**Page**

I’m used to losing people I love. Whether it’s actual loss like the death of my
brother at 17 or my mum at 77, or emotional loss like my mum’s slow development
of Alzheimer’s or my learning disabled daughter going to residential school, I’m quite familiar
with the concept.
Being a carer for
twenty years also familiarised me with the notion of being a loser. Because
when your needs and wishes are superseded by actual needs and advocacy for 3
other people, you have to adjust to your position of failed hopes because
otherwise you fail people whose lives depend on you.
I’m 47 now so in the
years that I stood back from ambition and desire and career and status, I was
able to learn things about myself and about life that gave me clarity of
viewpoint.
In short I learnt what
mattered. I learnt that empathy is a gift, which comes naturally to some and
one which definitely should be valued much more than it is. I feel it’s so
lacking in our dealings with one another that it really should be taught in
schools.
In recent weeks we’ve
seen that the lack of empathy, which is so crucial to our humanity has
entrenched itself on social networking sites. People write messages to one another,
which are sometimes criminal like threats or are morally criminal, like
bullying.
Either the lonely
individual venting at high profile people from their safe place of anonymity or
more worryingly people with a platform deciding to organise and orchestrate
attacks on those people they deem to have transgressed.

**Dataset extract**
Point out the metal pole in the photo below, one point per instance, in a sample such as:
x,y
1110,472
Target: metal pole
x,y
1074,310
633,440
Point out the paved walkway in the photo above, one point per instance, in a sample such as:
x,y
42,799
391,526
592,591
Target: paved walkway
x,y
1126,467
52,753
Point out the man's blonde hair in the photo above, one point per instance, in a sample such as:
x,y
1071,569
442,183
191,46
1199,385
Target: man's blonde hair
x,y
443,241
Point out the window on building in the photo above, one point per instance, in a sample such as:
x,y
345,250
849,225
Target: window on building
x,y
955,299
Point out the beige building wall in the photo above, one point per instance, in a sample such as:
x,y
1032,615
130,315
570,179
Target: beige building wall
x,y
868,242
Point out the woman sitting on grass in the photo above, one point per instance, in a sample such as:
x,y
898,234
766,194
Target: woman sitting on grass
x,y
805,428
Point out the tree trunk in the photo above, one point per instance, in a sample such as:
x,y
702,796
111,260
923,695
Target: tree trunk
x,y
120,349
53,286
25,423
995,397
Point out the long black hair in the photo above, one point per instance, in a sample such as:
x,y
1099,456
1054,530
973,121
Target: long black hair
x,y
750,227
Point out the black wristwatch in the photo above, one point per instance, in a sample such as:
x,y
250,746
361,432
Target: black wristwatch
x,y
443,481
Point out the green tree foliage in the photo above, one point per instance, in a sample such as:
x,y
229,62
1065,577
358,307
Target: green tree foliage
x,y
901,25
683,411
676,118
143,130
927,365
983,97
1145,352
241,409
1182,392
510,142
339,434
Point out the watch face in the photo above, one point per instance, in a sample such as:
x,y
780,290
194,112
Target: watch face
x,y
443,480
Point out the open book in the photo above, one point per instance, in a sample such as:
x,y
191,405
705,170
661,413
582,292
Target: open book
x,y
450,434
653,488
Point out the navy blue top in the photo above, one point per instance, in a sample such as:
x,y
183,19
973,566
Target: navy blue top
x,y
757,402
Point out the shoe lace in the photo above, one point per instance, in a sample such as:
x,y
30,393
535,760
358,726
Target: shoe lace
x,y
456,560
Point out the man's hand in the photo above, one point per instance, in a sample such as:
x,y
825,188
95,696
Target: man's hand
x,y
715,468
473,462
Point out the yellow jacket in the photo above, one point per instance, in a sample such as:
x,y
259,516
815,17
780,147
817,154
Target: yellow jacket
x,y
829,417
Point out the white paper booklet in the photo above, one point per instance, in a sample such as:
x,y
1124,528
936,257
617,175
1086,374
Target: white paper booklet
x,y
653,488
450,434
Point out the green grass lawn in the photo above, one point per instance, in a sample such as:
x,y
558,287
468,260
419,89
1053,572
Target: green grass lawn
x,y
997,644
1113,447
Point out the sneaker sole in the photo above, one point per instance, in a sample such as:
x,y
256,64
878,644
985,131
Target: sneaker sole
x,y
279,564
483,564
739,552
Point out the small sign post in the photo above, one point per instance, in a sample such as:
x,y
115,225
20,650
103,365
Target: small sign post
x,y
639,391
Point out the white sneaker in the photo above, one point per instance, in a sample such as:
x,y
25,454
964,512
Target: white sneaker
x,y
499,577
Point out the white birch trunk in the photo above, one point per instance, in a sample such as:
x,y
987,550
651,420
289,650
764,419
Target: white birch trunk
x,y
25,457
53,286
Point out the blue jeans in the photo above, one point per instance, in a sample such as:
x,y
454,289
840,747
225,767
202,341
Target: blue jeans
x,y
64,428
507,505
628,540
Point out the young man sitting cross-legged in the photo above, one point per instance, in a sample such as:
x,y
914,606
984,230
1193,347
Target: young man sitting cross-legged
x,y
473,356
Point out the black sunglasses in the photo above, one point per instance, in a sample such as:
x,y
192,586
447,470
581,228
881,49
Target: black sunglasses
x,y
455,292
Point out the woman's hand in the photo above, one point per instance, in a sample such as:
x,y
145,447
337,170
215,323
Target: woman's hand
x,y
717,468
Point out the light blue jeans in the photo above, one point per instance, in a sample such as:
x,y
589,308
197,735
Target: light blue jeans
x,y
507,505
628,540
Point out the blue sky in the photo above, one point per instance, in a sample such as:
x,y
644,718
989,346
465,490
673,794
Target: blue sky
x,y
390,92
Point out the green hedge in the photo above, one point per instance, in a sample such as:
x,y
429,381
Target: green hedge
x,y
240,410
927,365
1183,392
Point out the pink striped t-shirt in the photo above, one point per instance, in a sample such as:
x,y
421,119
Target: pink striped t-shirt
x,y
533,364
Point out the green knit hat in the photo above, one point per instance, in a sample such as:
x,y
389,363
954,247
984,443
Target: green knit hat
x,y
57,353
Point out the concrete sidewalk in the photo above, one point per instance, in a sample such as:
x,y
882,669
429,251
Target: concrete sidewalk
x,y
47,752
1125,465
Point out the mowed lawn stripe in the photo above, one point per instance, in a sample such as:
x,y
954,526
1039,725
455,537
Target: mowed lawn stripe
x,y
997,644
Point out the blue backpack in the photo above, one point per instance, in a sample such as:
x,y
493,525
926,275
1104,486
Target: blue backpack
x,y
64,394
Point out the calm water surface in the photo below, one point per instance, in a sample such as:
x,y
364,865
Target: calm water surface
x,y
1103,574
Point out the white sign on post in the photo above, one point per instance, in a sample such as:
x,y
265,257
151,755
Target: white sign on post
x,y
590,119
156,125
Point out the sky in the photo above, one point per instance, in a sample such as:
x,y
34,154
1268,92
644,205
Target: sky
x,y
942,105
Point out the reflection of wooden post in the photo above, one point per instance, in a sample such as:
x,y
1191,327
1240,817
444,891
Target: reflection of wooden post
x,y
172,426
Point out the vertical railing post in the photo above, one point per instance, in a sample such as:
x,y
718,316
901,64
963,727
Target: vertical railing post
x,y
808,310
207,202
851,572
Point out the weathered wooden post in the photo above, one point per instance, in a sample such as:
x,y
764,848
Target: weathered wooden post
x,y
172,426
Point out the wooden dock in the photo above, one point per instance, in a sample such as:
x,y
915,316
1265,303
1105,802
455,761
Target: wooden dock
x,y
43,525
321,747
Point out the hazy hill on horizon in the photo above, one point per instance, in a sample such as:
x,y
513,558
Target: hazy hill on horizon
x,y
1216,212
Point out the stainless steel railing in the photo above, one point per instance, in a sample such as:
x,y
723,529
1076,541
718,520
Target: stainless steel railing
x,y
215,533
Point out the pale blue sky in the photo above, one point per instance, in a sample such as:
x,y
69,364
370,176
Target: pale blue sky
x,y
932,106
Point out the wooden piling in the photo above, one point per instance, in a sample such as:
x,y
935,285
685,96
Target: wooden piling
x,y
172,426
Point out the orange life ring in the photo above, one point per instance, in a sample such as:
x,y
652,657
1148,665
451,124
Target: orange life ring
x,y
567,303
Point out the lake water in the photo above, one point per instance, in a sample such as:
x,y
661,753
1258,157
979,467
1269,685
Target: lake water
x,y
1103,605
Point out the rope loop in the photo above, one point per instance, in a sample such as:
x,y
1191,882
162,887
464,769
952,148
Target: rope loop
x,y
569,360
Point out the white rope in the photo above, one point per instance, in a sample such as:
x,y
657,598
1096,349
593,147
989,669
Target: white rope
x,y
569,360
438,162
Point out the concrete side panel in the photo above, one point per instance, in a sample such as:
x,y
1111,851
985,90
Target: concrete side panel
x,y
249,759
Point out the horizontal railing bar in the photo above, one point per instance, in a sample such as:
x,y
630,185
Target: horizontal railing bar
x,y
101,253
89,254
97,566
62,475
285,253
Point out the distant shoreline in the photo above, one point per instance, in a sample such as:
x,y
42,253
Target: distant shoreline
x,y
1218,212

**Work to do**
• A. Render the sentence "In short I learnt what mattered." from the essay on empathy into Spanish.
• B. Carry the essay on empathy forward from its final sentence.
The items are separate material and are not part of the essay on empathy.

**The replies**
• A. En resumen, aprendí lo que importaba.

• B.
It is those people who
are the most worrying to me.
Andy Warhol said that
in the future all of us would be famous for fifteen minutes. I’ve tried in the
fifteen minutes I’ve had, spread over five years of online campaigning, to make
sure my time counted.
I haven’t always succeeded
and I haven’t always been polite but the horrors unfolding for many disabled
people, whether hate crime in our streets or policy from our legislators has
made me acutely aware that there are real lives at stake again. These lives
have value to me.
So I’ve used my time
to tell these stories, I’ve used my time to shout up.
What I’m seeing now is
that these raised voices on social media, spreading out into actual media, are
not shouting up but instead shouting at, their perceived targets.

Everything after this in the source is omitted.